-- Start Material for this task --
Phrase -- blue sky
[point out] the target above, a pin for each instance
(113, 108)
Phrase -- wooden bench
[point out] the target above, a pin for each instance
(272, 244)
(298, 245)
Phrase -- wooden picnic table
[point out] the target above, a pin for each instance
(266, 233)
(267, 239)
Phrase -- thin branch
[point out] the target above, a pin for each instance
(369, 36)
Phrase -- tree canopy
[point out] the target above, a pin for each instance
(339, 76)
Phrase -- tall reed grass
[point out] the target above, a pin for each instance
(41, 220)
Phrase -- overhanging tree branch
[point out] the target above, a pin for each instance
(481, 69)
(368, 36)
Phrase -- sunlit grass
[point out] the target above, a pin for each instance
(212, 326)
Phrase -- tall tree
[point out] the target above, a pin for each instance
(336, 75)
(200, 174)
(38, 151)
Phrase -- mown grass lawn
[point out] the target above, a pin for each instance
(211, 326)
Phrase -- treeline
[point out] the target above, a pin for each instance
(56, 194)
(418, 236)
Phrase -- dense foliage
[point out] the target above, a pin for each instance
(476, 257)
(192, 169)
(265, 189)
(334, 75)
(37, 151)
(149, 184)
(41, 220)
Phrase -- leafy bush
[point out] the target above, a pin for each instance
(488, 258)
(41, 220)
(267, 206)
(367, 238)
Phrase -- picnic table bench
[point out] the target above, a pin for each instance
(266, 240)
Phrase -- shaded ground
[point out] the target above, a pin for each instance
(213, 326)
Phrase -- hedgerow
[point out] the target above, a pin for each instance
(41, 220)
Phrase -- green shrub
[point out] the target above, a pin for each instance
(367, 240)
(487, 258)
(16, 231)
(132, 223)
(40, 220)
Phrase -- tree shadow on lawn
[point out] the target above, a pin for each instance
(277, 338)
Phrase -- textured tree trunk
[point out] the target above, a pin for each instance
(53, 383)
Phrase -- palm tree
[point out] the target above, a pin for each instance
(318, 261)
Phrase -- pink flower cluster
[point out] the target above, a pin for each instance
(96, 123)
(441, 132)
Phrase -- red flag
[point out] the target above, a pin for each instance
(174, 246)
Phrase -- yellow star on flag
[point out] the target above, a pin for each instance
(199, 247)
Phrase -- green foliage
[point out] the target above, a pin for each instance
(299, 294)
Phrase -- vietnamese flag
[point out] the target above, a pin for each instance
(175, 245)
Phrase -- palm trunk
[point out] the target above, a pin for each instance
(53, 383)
-- End Material for this task --
● What the task asks: Write out every line of the data above word for word, keeping the same order and changing nothing.

● Answer below:
Phrase -- blue sky
[point out] the target above, a pin for each instance
(113, 108)
Phrase -- wooden bench
[point out] the target above, a pin for each instance
(272, 244)
(298, 245)
Phrase -- wooden picnic table
[point out] the target above, a pin for each instance
(266, 233)
(267, 239)
Phrase -- thin branch
[point out] the target above, a pin for each instance
(369, 36)
Phrase -- tree canopy
[point out] the target above, a pin for each instance
(339, 76)
Phrase -- tall reed grass
[point out] the target above, a pin for each instance
(41, 220)
Phrase -- overhanging tree branch
[point out] the target above, a pin for each instance
(481, 69)
(368, 36)
Phrase -- sunlit grass
[point out] the target above, a pin for each instance
(212, 326)
Phrase -- tall tree
[point out] the target above, a pin for each instance
(336, 75)
(200, 174)
(38, 151)
Phrase -- mown grass lawn
[point out] the target above, a pin for each instance
(211, 326)
Phrase -- treeline
[point out] the target above, a pin for each instance
(56, 194)
(418, 236)
Phrase -- dense foliage
[point out] the target above, a pin for each instance
(476, 257)
(192, 169)
(265, 189)
(334, 75)
(37, 151)
(149, 184)
(41, 220)
Phrase -- leafy bush
[point out] the target above, a pin for each instance
(488, 258)
(41, 220)
(267, 206)
(367, 238)
Phrase -- picnic table bench
[point out] the target above, a pin for each instance
(266, 240)
Phrase -- shaded ground
[point out] the target above, a pin for each instance
(213, 326)
Phrase -- hedgerow
[point out] the target above, a pin for each instance
(41, 220)
Phrase -- green shrub
[point out] the target above, a pin for each instance
(367, 240)
(487, 258)
(16, 231)
(132, 223)
(40, 220)
Phrase -- tree shadow on lawn
[point out] the target above, a pin for each instance
(277, 338)
Phrase -- textured tree trunk
[point out] the target above, a pin for each instance
(53, 383)
Phrase -- palm tree
[point out] the target above, a pin for each instance
(318, 261)
Phrase -- pink flower cluster
[point out] the target above, a pin for each instance
(96, 123)
(441, 132)
Phrase -- red flag
[point out] the target above, a pin for each instance
(174, 246)
Phrase -- yellow star on flag
[point out] the target above, a pin for each instance
(199, 247)
Phrase -- green foliage
[point out] the target above, a pin for each instance
(299, 294)
Phrase -- vietnamese flag
[point out] the target above, a pin for each instance
(175, 245)
Phrase -- palm trunk
[point out] the target above, a pin for each instance
(53, 383)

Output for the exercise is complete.